[TEXT TO READ]
━━━━━━━━

Third, it gave me something new to learn and will allow me to build a second part to my open source GIS workshops. I finally sat down and hammered away with Spatialite (went through the Spatialite Cookbook from start to finish) and learned spatial SQL, so I could offer a resource that’s open source and will compliment my QGIS workshop. I was familiar with the Access personal geodatabases in ArcGIS, but for the most part these serve as simple containers. With the ability to run all the spatial SQL operations, Spatialite expands QGIS functionality, which was something I was really looking for.

My original hope was to create a server-based PostGIS database, but at this point I’m not set up to do that on my campus. I figured Spatialite was a good alternative – the basic operations and spatial SQL commands are relatively the same, and I figured I could eventually scale up to PostGIS when the time comes.

━━━━━━━━

[SUPPLIED MATERIAL]
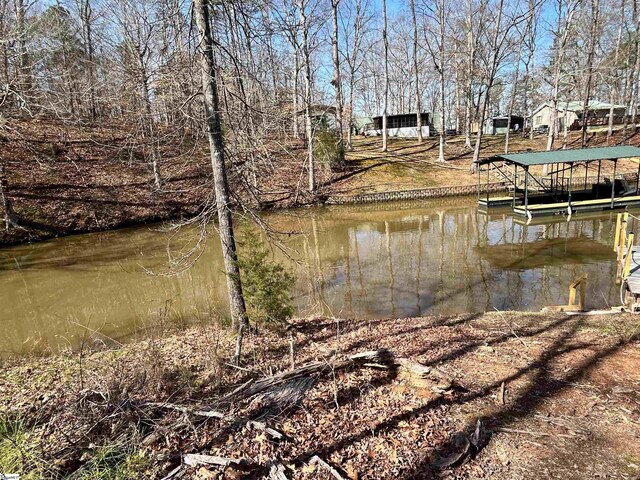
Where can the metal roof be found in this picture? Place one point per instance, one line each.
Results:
(565, 156)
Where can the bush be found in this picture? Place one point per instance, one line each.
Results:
(327, 151)
(266, 284)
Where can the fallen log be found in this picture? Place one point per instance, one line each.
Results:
(422, 376)
(198, 460)
(417, 373)
(316, 460)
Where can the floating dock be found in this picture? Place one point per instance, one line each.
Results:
(555, 193)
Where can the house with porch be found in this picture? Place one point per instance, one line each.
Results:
(569, 113)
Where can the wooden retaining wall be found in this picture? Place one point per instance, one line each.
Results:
(418, 194)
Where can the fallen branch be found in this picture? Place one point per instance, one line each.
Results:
(261, 426)
(197, 460)
(277, 471)
(316, 460)
(535, 434)
(381, 356)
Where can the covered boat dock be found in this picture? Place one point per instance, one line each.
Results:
(573, 182)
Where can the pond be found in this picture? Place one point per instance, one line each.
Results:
(371, 261)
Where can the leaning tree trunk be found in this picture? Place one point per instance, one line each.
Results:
(615, 81)
(443, 128)
(307, 94)
(221, 186)
(595, 10)
(512, 99)
(416, 72)
(385, 42)
(4, 201)
(337, 81)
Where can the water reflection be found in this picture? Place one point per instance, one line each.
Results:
(361, 262)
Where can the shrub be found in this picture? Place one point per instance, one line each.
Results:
(266, 283)
(327, 151)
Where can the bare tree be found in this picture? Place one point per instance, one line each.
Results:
(221, 187)
(385, 42)
(615, 84)
(337, 80)
(306, 58)
(435, 41)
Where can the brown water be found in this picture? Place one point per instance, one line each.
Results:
(390, 260)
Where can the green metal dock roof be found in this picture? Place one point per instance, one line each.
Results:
(528, 159)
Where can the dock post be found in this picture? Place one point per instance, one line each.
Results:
(515, 184)
(526, 189)
(613, 183)
(627, 260)
(479, 184)
(488, 180)
(617, 237)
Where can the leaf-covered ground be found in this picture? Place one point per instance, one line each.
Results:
(66, 178)
(555, 396)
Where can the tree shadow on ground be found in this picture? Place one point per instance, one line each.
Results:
(543, 386)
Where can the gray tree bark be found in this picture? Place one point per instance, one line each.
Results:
(306, 56)
(416, 72)
(221, 186)
(385, 106)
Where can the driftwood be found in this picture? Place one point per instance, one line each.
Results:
(283, 396)
(316, 460)
(251, 389)
(422, 376)
(419, 375)
(261, 426)
(535, 434)
(277, 471)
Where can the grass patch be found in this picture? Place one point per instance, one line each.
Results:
(19, 450)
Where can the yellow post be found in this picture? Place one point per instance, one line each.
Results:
(582, 283)
(617, 240)
(627, 261)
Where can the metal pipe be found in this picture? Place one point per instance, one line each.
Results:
(488, 171)
(570, 184)
(515, 183)
(526, 189)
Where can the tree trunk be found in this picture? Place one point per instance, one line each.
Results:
(443, 125)
(490, 80)
(512, 99)
(337, 81)
(416, 72)
(385, 42)
(24, 71)
(6, 204)
(615, 87)
(296, 70)
(595, 11)
(86, 14)
(221, 187)
(307, 94)
(470, 71)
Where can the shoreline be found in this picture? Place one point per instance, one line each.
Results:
(361, 420)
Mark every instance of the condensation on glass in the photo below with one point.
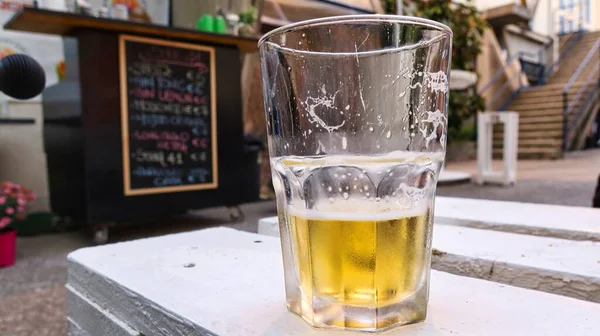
(356, 111)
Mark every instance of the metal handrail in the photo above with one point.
(581, 66)
(580, 92)
(569, 124)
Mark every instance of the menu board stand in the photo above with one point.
(116, 151)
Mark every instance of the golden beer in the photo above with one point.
(373, 261)
(356, 237)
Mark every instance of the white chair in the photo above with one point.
(485, 123)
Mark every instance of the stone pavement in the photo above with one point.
(32, 295)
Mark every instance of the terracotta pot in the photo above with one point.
(8, 245)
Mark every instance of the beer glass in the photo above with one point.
(356, 111)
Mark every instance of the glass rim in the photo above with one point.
(405, 19)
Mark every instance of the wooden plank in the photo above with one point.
(235, 287)
(89, 317)
(66, 24)
(558, 266)
(73, 329)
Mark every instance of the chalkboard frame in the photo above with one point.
(128, 191)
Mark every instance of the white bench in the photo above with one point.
(576, 223)
(226, 282)
(560, 266)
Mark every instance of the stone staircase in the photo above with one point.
(541, 108)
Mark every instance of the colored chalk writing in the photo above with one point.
(168, 116)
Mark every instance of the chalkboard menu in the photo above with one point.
(167, 116)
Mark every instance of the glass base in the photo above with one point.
(335, 316)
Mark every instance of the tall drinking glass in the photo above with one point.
(356, 118)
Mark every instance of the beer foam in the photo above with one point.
(356, 211)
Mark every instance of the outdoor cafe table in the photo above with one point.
(222, 281)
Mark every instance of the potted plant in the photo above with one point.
(13, 206)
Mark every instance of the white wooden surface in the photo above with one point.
(88, 317)
(577, 223)
(559, 266)
(567, 222)
(226, 282)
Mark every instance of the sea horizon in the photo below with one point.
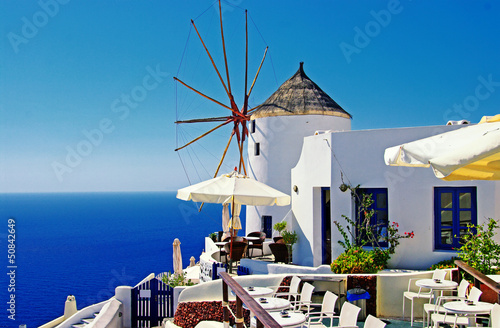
(87, 243)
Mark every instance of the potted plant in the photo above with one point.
(480, 251)
(290, 238)
(280, 226)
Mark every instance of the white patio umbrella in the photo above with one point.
(177, 257)
(225, 221)
(234, 189)
(469, 153)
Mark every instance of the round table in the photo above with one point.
(258, 291)
(273, 303)
(436, 285)
(462, 307)
(292, 320)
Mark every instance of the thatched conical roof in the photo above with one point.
(299, 96)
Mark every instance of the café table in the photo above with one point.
(251, 240)
(292, 319)
(221, 244)
(273, 303)
(464, 308)
(258, 291)
(436, 285)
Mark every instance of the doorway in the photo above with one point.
(326, 226)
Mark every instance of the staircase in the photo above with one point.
(84, 322)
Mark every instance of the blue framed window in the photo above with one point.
(454, 208)
(380, 219)
(267, 225)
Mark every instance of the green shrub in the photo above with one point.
(358, 260)
(174, 280)
(479, 250)
(444, 264)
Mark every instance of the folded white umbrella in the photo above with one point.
(234, 187)
(177, 257)
(469, 153)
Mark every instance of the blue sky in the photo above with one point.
(88, 101)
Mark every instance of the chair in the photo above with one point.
(238, 251)
(373, 322)
(293, 289)
(348, 316)
(429, 308)
(494, 319)
(257, 244)
(276, 239)
(304, 301)
(280, 252)
(452, 318)
(412, 295)
(327, 311)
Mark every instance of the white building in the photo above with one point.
(311, 167)
(277, 129)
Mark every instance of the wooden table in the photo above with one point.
(461, 307)
(258, 291)
(273, 303)
(294, 319)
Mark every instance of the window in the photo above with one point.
(380, 219)
(257, 149)
(267, 225)
(454, 208)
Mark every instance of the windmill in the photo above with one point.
(237, 116)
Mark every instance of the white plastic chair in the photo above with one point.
(293, 289)
(452, 318)
(327, 311)
(494, 319)
(373, 322)
(421, 292)
(304, 301)
(429, 308)
(348, 316)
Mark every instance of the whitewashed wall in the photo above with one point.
(410, 192)
(281, 139)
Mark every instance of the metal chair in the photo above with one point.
(293, 289)
(373, 322)
(429, 308)
(452, 318)
(348, 316)
(280, 252)
(412, 295)
(257, 244)
(239, 249)
(327, 311)
(303, 304)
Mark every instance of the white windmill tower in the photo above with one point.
(297, 109)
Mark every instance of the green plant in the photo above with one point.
(357, 260)
(280, 226)
(444, 264)
(289, 237)
(358, 234)
(479, 250)
(174, 280)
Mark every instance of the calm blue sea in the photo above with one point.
(86, 244)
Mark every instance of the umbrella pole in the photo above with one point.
(232, 233)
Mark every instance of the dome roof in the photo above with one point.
(299, 96)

━━━━━━━━

[EXERCISE INSTRUCTIONS]
1. List every software or database product named in the passage about learning Spatialite.
2. Continue the passage about learning Spatialite, starting after its last sentence.
The items have no connection to the passage about learning Spatialite.

[RESPONSES PER TASK]
1. Spatialite, QGIS, Access personal geodatabases, ArcGIS, PostGIS

2.
I also created an identical, MS Access version of the database for ArcGIS users. Once I got my features in Spatialite I exported them all out as shapefiles and imported them all via ArcCatalog – not too arduous as I don’t have a ton of features. I used the SQLite ODBC driver to import all of my data tables from SQLite into Access – that went flawlessly and was a real time saver; it just took a little bit of time to figure out how to set up (but this blog post helped).

The databases are focused on NYC features and resources, since that’s what my user base is primarily interested in. I purposefully used the Census TIGER files as the base, so that if people wanted to expand the features to the broader region they easily could. I spent a good deal of time creating generalized layers, so that users would have the primary water / coastline and large parks and wildlife areas as reference features for thematic maps, without having every single pond and patch of grass to clutter things up. I took several features (schools, subway stations, etc) from the City and the MTA that were stored in tables and converted them to point features so they’re readily useable.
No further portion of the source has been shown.